Thursday, December 31, 2020

To Our Dear Readers

 “The art of living lies in a fine mingling of letting go and holding on.” - Havelock Ellis
 
 

The end of 2020 is at hand, and most of us are way beyond ready to welcome 2021, hoping that it will be a much better year, however it is that we define “better.”  The first distribution of
the vaccine to protect against Covid has begun.  At this point, more than two million Americans have been vaccinated, and it is hoped that the vaccine will be available to the general public by late spring or early summer.  It seems possible that life might then resume in some way that seems like “normal,” or “the way it used to be.” 

It’s likely, though, that “the way it used to be” will not be what happens.  We have lived a different life for nearly ten months, and we have developed new behaviors, new practices, new perspectives.  As we Five Women think about the new year, we think about what from 2020 we will hold on to, and what we will release. 

Good-bye Swear Jar, by Mary Kay Roth

My deepest regret is that I did not have the foresight to start a swear jar on Dec. 31, 2019.  I could be a wealthy woman today.  And though there are understandable reasons for profanity this year, I would like to let go of those vicious words – and the underlying rage fueling them.  

Despite that anger, however, I’m startled at how much I want to hang onto from 2020.

I will hold dear the wisdom of Ruth Bader Ginsburg and the songs of John Prine – salvation of front-yard coffee and family Zooms – bonds of a women’s sewing circle creating needed nurse gowns – healing power of sunrise hikes. 

No doubt, this last year was a crapstorm. But in the yin and yang of life, 2020 also imparted unexpected enlightenment: Yes, even a confirmed introvert can get lonely, yet find solace in exploring interior landscapes and less-traveled backroads … but only if she has a good dog beside her, and the open hearts of family and friends.   

I’m safeguarding costly lessons that emerged from the pain. 

- A brutal pandemic honoring true heroism and true science.

 - A disgraced president who exposed the fragility yet hardiness of democracy.  

George Floyd and others who helped shine light on our dark, ongoing inequities. 

I’m saving my “I love Dr. Fauci” t-shirt, tie-dye face mask, vanilla cinnamon sanitizer – while cherishing precious moments:

- After months of isolation, hugging Scout, Everlyn, Ace.

- A circle of friends howling for joy as the election was called for Joe Biden.

- My son calling every Sunday – my daughter texting she was vaccinated.

We are a resilient species – and I want to hold onto that. We lost way too many people this year, yet it appears we will survive – flying iguanas, murderous hornets, a global pandemic.

Damn, I’m ready for 2021.  (Oops.)

Finding the balance of holding on and letting go… by Mary Reiman

Balance (noun): stability, equilibrium, steadiness, footing

Balance (verb): level, position, weigh, compare, evaluate, consider

Letting go of isolation of both body and spirit.

Information given:

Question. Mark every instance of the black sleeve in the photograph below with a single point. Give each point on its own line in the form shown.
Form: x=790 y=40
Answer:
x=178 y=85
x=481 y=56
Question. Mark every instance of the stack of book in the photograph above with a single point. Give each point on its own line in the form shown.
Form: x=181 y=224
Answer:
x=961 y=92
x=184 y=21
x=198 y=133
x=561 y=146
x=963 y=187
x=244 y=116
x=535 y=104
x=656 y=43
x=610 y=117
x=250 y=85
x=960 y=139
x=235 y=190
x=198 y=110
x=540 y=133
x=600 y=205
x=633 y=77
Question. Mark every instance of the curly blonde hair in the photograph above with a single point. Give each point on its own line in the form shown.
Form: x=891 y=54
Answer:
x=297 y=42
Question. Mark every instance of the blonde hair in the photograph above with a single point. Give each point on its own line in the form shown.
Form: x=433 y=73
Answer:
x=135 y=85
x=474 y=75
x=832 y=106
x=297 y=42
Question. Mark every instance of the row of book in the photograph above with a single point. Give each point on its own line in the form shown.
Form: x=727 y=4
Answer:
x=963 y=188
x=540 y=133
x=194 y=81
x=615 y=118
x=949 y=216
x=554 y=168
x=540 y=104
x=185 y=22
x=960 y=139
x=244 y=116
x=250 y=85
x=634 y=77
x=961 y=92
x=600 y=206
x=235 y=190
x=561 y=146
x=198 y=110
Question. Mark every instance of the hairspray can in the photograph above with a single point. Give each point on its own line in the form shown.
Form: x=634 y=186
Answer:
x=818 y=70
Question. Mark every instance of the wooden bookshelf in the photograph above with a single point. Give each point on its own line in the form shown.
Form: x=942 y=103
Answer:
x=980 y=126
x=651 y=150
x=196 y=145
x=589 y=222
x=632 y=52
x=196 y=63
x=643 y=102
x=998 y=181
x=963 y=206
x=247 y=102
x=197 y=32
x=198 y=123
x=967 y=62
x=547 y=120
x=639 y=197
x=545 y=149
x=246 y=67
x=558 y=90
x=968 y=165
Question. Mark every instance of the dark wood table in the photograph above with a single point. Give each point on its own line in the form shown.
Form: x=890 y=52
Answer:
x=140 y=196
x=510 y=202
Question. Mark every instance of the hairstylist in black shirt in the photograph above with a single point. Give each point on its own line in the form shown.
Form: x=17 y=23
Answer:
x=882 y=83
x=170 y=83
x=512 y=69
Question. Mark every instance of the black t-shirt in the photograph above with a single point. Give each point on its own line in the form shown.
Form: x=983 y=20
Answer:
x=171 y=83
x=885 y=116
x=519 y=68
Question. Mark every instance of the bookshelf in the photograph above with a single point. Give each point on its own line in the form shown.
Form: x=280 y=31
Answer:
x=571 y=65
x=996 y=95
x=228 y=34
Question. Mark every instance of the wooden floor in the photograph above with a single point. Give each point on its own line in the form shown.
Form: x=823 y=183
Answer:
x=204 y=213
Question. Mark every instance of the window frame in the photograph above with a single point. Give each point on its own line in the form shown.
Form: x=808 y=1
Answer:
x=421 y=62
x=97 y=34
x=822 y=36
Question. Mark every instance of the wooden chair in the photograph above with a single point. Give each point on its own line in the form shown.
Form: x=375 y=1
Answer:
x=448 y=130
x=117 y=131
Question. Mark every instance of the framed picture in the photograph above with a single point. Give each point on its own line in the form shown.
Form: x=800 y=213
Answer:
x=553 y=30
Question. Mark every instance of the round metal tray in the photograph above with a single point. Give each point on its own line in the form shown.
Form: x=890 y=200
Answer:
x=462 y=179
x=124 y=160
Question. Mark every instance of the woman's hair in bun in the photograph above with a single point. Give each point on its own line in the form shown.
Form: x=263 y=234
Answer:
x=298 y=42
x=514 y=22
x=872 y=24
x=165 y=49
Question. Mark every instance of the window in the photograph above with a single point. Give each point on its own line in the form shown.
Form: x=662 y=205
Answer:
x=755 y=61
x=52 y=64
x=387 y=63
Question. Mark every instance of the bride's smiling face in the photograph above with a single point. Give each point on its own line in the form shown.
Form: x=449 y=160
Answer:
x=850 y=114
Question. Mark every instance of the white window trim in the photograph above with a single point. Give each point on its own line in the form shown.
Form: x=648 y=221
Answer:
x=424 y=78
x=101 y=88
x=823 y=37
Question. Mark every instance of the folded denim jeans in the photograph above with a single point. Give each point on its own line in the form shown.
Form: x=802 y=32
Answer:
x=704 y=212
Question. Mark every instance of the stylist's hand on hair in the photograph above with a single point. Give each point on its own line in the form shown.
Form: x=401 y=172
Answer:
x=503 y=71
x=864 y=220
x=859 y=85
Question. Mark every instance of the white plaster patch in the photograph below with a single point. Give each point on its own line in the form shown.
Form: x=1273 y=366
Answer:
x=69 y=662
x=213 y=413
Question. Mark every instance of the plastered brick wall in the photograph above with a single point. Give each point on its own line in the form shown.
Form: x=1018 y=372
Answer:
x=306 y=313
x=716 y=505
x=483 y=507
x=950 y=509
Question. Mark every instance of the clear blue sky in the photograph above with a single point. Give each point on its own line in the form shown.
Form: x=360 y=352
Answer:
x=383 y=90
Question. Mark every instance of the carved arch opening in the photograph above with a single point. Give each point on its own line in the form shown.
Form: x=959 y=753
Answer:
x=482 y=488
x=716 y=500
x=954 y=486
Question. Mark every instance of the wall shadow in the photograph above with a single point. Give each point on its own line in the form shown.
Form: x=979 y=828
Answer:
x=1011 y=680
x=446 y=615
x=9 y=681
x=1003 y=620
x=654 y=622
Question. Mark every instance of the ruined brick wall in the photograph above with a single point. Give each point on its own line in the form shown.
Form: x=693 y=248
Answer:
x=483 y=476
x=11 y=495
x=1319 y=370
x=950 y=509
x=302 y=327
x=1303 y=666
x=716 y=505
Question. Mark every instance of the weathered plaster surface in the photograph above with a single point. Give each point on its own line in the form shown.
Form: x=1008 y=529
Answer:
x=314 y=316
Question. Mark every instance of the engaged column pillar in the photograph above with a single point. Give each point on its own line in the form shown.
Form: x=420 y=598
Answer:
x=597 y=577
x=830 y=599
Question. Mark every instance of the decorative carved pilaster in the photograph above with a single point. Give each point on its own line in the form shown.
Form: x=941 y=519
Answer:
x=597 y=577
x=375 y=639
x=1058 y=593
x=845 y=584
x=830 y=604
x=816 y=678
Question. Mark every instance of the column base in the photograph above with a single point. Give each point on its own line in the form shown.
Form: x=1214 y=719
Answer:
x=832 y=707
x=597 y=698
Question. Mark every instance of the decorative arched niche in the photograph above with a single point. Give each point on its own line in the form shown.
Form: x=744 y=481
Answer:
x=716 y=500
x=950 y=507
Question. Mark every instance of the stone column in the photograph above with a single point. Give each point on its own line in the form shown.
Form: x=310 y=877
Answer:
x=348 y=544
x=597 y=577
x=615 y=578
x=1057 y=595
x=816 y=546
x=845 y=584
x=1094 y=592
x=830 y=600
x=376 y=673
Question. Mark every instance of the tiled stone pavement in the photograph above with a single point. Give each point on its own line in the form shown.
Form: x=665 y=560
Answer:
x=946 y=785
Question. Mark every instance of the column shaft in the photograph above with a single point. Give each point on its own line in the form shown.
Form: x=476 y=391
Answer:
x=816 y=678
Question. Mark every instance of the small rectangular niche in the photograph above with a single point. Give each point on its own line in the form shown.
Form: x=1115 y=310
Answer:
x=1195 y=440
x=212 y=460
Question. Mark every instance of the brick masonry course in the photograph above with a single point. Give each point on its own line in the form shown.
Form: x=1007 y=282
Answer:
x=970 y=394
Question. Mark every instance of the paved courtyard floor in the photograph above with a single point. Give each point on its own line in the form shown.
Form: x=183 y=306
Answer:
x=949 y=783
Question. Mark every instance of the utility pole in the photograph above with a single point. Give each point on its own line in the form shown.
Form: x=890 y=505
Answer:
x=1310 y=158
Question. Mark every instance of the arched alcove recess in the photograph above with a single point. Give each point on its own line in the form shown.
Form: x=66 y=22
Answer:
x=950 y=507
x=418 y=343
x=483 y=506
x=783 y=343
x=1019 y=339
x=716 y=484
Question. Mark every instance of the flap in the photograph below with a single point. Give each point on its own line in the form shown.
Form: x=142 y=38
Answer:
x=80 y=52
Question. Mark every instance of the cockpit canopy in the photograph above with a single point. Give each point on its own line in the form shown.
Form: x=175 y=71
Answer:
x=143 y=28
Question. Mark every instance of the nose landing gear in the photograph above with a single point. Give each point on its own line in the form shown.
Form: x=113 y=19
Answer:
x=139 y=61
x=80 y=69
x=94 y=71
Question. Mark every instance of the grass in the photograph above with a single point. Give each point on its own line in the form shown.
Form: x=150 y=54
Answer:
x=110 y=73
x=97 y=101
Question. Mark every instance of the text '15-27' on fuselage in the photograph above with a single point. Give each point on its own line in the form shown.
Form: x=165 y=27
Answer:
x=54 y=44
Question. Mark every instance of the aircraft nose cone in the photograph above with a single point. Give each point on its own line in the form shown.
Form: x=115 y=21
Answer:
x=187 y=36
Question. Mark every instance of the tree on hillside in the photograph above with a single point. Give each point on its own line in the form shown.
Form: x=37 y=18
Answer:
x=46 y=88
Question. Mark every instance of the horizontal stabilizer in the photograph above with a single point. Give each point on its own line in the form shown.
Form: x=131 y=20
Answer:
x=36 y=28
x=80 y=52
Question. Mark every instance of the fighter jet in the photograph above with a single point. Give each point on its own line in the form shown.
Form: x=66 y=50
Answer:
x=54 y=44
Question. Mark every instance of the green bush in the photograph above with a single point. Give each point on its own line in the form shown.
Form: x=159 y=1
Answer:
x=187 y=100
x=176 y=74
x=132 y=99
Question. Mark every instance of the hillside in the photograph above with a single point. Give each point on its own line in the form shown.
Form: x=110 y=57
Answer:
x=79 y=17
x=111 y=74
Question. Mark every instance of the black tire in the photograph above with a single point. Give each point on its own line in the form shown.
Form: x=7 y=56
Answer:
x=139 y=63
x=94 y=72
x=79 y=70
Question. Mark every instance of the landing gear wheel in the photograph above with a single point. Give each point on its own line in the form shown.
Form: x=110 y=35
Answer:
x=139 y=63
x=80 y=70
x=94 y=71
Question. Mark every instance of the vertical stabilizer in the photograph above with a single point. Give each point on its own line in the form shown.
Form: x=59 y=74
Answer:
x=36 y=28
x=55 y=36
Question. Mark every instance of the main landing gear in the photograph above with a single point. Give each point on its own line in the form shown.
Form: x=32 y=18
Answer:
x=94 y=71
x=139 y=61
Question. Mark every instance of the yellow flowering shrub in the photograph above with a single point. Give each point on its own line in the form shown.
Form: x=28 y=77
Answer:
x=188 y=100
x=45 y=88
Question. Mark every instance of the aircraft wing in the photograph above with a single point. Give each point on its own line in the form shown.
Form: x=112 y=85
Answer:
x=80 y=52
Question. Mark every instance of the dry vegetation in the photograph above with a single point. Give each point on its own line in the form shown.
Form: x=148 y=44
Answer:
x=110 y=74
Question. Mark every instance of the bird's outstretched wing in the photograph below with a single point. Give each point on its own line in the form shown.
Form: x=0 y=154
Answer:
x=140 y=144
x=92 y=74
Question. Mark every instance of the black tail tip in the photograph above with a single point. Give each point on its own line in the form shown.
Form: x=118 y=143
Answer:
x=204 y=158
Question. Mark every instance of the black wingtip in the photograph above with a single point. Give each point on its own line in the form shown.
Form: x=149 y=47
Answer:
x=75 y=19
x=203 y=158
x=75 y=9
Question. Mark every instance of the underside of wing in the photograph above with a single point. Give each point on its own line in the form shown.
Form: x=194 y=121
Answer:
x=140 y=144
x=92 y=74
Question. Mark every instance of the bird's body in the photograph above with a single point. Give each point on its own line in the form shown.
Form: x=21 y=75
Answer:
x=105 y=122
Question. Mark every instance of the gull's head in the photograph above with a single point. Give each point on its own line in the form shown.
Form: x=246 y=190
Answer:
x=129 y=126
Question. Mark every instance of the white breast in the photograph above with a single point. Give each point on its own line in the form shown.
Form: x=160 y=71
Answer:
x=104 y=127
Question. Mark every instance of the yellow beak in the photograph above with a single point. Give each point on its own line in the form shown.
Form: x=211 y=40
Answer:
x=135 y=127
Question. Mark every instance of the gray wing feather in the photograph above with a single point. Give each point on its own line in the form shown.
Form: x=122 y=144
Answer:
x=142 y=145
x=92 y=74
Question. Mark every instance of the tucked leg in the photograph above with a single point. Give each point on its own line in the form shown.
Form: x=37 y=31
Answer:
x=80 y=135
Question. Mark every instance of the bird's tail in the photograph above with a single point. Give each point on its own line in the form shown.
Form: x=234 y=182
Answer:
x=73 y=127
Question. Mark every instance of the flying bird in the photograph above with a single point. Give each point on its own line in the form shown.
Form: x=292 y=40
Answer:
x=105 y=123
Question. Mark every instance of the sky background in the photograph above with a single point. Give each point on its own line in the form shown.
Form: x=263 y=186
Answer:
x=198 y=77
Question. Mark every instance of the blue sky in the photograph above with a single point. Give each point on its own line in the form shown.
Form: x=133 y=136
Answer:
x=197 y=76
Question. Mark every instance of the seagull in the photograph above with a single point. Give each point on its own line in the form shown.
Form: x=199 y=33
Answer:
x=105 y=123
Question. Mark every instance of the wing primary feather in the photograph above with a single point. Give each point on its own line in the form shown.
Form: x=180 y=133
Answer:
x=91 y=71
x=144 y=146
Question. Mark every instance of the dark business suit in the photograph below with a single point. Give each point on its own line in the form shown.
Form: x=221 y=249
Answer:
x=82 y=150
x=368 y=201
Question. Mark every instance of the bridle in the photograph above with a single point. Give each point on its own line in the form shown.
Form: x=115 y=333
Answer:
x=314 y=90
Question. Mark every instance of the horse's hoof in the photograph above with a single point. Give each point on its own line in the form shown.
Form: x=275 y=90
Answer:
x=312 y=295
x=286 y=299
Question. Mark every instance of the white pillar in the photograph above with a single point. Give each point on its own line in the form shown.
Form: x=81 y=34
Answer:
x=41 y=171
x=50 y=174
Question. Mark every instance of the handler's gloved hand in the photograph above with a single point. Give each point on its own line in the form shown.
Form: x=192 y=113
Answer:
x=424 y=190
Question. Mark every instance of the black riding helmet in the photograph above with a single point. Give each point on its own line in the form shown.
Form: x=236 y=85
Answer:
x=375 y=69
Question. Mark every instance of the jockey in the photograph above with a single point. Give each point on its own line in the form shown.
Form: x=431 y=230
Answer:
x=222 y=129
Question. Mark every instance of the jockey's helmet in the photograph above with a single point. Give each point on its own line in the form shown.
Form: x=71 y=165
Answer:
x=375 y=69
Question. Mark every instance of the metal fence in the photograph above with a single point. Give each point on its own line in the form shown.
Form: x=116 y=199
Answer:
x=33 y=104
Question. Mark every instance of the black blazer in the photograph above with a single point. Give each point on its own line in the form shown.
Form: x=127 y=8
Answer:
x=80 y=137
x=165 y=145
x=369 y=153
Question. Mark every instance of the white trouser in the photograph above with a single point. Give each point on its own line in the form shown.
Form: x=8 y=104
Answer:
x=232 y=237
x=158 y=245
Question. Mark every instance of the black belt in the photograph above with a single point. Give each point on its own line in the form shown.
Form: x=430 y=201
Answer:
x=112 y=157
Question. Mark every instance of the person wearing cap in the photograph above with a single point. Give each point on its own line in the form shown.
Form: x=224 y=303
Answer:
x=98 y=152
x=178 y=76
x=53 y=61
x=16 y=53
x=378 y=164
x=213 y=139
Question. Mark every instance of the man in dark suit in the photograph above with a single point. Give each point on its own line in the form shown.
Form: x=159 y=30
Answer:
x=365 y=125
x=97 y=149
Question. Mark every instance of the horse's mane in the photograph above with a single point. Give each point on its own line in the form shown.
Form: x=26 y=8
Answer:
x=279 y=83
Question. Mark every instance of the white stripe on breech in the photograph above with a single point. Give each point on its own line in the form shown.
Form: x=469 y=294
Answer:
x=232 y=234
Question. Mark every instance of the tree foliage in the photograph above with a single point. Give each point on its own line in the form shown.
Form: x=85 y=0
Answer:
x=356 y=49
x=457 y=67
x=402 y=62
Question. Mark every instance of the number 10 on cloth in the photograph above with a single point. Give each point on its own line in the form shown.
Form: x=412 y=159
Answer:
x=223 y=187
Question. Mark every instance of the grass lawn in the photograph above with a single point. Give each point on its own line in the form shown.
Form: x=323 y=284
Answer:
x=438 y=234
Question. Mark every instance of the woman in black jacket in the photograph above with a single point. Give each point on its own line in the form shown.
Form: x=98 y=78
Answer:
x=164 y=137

Work instruction 1:
Answer these questions about the year-end post:
(a) How many Americans had been vaccinated against Covid at the time of writing?
(b) On what date does Mary Kay Roth wish she had started a swear jar?
(c) What t-shirt does Mary Kay Roth say she is saving?
Work instruction 2: Resume the year-end post on holding on and letting go, starting right after its last line.
The entries play no part in this work.

Reply 1:
(a) More than two million.
(b) Dec. 31, 2019.
(c) Her "I love Dr. Fauci" t-shirt.

Reply 2:
Letting go of that anxious, uneasy, pull the covers over my head and wanting to stay in bed all day kind of feeling.

Letting go of procrastinating. Actually, it is a goal every year, but is simply crossed off the list and added to the next year’s resolutions.

Letting go of trepidation or learning how to convert it to gain strength.

Holding on to thankfulness for the awe-inspiring goodness and kindness in people that pours forth in times of crisis.

Holding on to mindfulness. Gaining a better awareness of all the elements that inform my world, focusing on listening, learning, taking action.

Holding on to the belief in the importance of a moral compass in everyone, yes everyone.Holding on to the friends who have sustained, encouraged and inspired me. Holding onto them now more than ever.

Holding on to faith. Holding on to hope. Holding on to love.

…by continually looking beyond any walls or barriers that might seem to exist…finding the balance.

A Fine Mingling, by Marilyn Moore

I will hold on to walks in the neighborhood.  I may return to the gym for strength training and for classes, but I will walk the neighborhood – in all directions, in all weather.  I am physically connected to this space, and I’m holding on to that.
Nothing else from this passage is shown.